*** Given records Section Begins ***

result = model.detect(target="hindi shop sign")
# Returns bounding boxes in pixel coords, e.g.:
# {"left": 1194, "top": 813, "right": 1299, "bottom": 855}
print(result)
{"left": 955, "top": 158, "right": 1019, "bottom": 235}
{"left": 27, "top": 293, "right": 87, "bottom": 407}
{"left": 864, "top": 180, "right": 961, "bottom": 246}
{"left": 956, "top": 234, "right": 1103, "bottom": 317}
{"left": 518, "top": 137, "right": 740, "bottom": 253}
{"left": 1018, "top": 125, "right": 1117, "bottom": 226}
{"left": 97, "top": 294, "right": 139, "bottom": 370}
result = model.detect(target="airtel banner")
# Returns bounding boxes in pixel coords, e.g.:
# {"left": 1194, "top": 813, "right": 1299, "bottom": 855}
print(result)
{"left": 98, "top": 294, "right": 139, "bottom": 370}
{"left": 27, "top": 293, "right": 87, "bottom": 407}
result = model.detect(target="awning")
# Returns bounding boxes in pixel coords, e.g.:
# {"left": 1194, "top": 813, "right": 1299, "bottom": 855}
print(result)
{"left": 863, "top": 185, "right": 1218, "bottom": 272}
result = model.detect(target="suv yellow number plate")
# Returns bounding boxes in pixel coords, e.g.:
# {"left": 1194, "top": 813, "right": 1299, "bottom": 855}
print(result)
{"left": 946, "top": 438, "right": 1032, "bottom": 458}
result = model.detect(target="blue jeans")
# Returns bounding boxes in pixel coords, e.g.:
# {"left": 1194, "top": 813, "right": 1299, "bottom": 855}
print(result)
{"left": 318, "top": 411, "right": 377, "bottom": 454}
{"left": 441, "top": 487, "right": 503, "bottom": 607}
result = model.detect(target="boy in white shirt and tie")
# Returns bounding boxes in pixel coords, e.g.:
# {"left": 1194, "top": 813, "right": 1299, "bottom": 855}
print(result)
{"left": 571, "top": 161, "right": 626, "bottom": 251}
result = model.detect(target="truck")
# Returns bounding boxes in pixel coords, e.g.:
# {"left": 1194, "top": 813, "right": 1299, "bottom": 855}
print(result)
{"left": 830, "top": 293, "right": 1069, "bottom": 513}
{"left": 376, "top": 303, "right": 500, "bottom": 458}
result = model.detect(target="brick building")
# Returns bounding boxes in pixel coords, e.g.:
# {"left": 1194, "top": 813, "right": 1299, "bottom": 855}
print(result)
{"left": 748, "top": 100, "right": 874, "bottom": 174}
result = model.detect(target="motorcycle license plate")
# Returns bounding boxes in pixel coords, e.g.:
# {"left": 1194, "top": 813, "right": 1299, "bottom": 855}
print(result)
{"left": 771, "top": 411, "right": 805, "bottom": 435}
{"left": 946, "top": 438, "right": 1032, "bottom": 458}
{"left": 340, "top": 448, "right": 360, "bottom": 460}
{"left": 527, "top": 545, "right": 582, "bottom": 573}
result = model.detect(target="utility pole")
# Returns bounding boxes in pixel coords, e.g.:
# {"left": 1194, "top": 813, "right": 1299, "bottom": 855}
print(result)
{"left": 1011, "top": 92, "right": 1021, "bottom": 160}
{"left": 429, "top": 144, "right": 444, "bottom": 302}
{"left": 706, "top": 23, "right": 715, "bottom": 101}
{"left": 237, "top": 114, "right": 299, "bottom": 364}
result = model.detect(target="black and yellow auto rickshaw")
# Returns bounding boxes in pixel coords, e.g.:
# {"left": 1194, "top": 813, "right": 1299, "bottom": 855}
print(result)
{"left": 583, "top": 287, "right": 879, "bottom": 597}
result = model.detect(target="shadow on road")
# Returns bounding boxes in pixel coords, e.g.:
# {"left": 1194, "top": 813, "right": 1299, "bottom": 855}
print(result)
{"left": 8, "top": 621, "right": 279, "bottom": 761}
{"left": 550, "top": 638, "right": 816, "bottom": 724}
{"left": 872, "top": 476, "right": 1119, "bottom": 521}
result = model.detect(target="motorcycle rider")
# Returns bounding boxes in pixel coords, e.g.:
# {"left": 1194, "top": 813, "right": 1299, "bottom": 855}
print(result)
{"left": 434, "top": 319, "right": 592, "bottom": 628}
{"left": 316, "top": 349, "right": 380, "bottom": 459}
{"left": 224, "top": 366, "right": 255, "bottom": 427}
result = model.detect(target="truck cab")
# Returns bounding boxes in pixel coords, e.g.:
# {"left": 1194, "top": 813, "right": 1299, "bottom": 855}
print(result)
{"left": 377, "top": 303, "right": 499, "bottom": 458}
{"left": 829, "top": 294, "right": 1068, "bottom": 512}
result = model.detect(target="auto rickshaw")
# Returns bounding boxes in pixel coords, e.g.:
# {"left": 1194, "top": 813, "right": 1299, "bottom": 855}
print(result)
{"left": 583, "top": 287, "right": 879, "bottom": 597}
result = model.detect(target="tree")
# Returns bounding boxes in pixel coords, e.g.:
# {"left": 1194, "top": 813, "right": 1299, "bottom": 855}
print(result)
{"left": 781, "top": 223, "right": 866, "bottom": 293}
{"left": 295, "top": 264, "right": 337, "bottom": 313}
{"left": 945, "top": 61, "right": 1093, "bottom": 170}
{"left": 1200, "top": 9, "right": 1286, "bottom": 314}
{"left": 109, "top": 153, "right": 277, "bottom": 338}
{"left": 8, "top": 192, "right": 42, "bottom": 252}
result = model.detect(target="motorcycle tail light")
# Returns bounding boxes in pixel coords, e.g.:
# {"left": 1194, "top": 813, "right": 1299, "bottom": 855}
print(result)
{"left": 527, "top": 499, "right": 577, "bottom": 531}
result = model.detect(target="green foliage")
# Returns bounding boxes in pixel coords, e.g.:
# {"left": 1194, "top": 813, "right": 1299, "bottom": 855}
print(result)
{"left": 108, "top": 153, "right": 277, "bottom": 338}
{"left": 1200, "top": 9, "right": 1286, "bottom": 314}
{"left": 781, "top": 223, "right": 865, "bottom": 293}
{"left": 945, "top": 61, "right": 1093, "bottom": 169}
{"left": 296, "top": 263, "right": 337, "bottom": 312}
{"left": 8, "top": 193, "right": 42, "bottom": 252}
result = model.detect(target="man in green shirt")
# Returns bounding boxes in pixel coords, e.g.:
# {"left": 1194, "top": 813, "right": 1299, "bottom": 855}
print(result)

*** Given records Section Ends ***

**Instructions to follow:** Could you transcribe every entry exactly, without altering anything?

**Result below:**
result = model.detect(target="hindi shop sign")
# Returns bounding boxes in pixel coords, e.g.:
# {"left": 1194, "top": 813, "right": 1299, "bottom": 855}
print(result)
{"left": 955, "top": 158, "right": 1019, "bottom": 235}
{"left": 27, "top": 293, "right": 87, "bottom": 407}
{"left": 864, "top": 180, "right": 961, "bottom": 246}
{"left": 956, "top": 234, "right": 1103, "bottom": 317}
{"left": 518, "top": 137, "right": 740, "bottom": 253}
{"left": 1018, "top": 125, "right": 1117, "bottom": 226}
{"left": 97, "top": 294, "right": 139, "bottom": 370}
result = model.detect(target="airtel banner")
# Returns bounding boxes in pixel coords, e.g.:
# {"left": 1194, "top": 813, "right": 1299, "bottom": 855}
print(result)
{"left": 98, "top": 294, "right": 139, "bottom": 370}
{"left": 27, "top": 293, "right": 87, "bottom": 407}
result = model.detect(target="awning")
# Returns bounding boxes in pixel coords, e.g.:
# {"left": 1194, "top": 813, "right": 1299, "bottom": 855}
print(result)
{"left": 863, "top": 185, "right": 1218, "bottom": 272}
result = model.detect(target="suv yellow number plate")
# Returns bounding boxes in pixel coords, e.g.:
# {"left": 1194, "top": 813, "right": 1299, "bottom": 855}
print(result)
{"left": 946, "top": 438, "right": 1032, "bottom": 458}
result = model.detect(target="blue jeans")
# Returns bounding boxes in pixel coords, e.g.:
# {"left": 1194, "top": 813, "right": 1299, "bottom": 855}
print(result)
{"left": 318, "top": 411, "right": 377, "bottom": 454}
{"left": 441, "top": 487, "right": 503, "bottom": 607}
result = model.detect(target="boy in white shirt and tie")
# Returns bounding boxes in pixel coords, e.g.:
# {"left": 1194, "top": 813, "right": 1299, "bottom": 855}
print(result)
{"left": 571, "top": 161, "right": 626, "bottom": 251}
result = model.detect(target="truck")
# Returns bounding boxes in pixel coords, e.g.:
# {"left": 1194, "top": 813, "right": 1299, "bottom": 855}
print(result)
{"left": 830, "top": 293, "right": 1069, "bottom": 513}
{"left": 376, "top": 303, "right": 500, "bottom": 458}
result = model.detect(target="brick building")
# Returns bounding boxes in pixel coords, e.g.:
# {"left": 1194, "top": 813, "right": 1299, "bottom": 855}
print(result)
{"left": 748, "top": 100, "right": 874, "bottom": 174}
result = model.detect(target="motorcycle license plate")
# Returns bounding boxes in pixel coords, e.g.:
# {"left": 1194, "top": 813, "right": 1299, "bottom": 855}
print(result)
{"left": 771, "top": 411, "right": 805, "bottom": 435}
{"left": 946, "top": 438, "right": 1032, "bottom": 458}
{"left": 340, "top": 448, "right": 360, "bottom": 460}
{"left": 527, "top": 545, "right": 582, "bottom": 573}
result = model.detect(target="utility pole")
# Returns bounding boxes in pixel coords, e.g.:
# {"left": 1194, "top": 813, "right": 1299, "bottom": 855}
print(result)
{"left": 1011, "top": 92, "right": 1021, "bottom": 160}
{"left": 429, "top": 144, "right": 444, "bottom": 302}
{"left": 706, "top": 23, "right": 715, "bottom": 101}
{"left": 237, "top": 114, "right": 299, "bottom": 364}
result = model.detect(target="black and yellow auto rickshaw")
# Returns bounding boxes in pixel coords, e.g.:
# {"left": 1194, "top": 813, "right": 1299, "bottom": 855}
print(result)
{"left": 583, "top": 287, "right": 879, "bottom": 597}
result = model.detect(target="shadow on road")
# Returns bounding boxes in pixel coords, e.g.:
# {"left": 1194, "top": 813, "right": 1299, "bottom": 855}
print(result)
{"left": 8, "top": 621, "right": 279, "bottom": 761}
{"left": 550, "top": 638, "right": 816, "bottom": 724}
{"left": 872, "top": 476, "right": 1119, "bottom": 521}
result = model.detect(target="motorcycle rider")
# Returns bounding boxes in pixel coords, e.g.:
# {"left": 1194, "top": 813, "right": 1299, "bottom": 855}
print(result)
{"left": 434, "top": 319, "right": 592, "bottom": 628}
{"left": 316, "top": 349, "right": 380, "bottom": 459}
{"left": 224, "top": 366, "right": 255, "bottom": 427}
result = model.detect(target="truck cab")
# Returns bounding boxes in pixel coords, e.g.:
# {"left": 1194, "top": 813, "right": 1299, "bottom": 855}
print(result)
{"left": 377, "top": 303, "right": 499, "bottom": 458}
{"left": 829, "top": 294, "right": 1068, "bottom": 512}
result = model.detect(target="auto rickshaw")
# Returns bounding boxes in pixel coords, e.g.:
# {"left": 1194, "top": 813, "right": 1299, "bottom": 855}
print(result)
{"left": 583, "top": 287, "right": 879, "bottom": 597}
result = model.detect(target="tree")
# Returns bounding boxes in pixel coords, e.g.:
# {"left": 1194, "top": 813, "right": 1299, "bottom": 855}
print(result)
{"left": 781, "top": 223, "right": 866, "bottom": 293}
{"left": 295, "top": 264, "right": 337, "bottom": 313}
{"left": 945, "top": 61, "right": 1093, "bottom": 170}
{"left": 1200, "top": 9, "right": 1286, "bottom": 314}
{"left": 109, "top": 153, "right": 277, "bottom": 338}
{"left": 8, "top": 192, "right": 42, "bottom": 252}
result = model.detect(target="motorcycle tail light")
# Returns bounding boxes in pixel coords, e.g.:
# {"left": 1194, "top": 813, "right": 1299, "bottom": 855}
print(result)
{"left": 527, "top": 499, "right": 577, "bottom": 531}
result = model.detect(target="green foliage")
# Returns bounding boxes in pixel coords, e.g.:
# {"left": 1194, "top": 813, "right": 1299, "bottom": 855}
print(result)
{"left": 108, "top": 153, "right": 277, "bottom": 338}
{"left": 1200, "top": 9, "right": 1286, "bottom": 314}
{"left": 781, "top": 223, "right": 865, "bottom": 293}
{"left": 945, "top": 61, "right": 1093, "bottom": 169}
{"left": 296, "top": 263, "right": 337, "bottom": 312}
{"left": 8, "top": 193, "right": 42, "bottom": 252}
result = model.detect(target="man in green shirt")
# Returns bounding boxes in pixel coords, e.g.:
# {"left": 1194, "top": 813, "right": 1299, "bottom": 855}
print(result)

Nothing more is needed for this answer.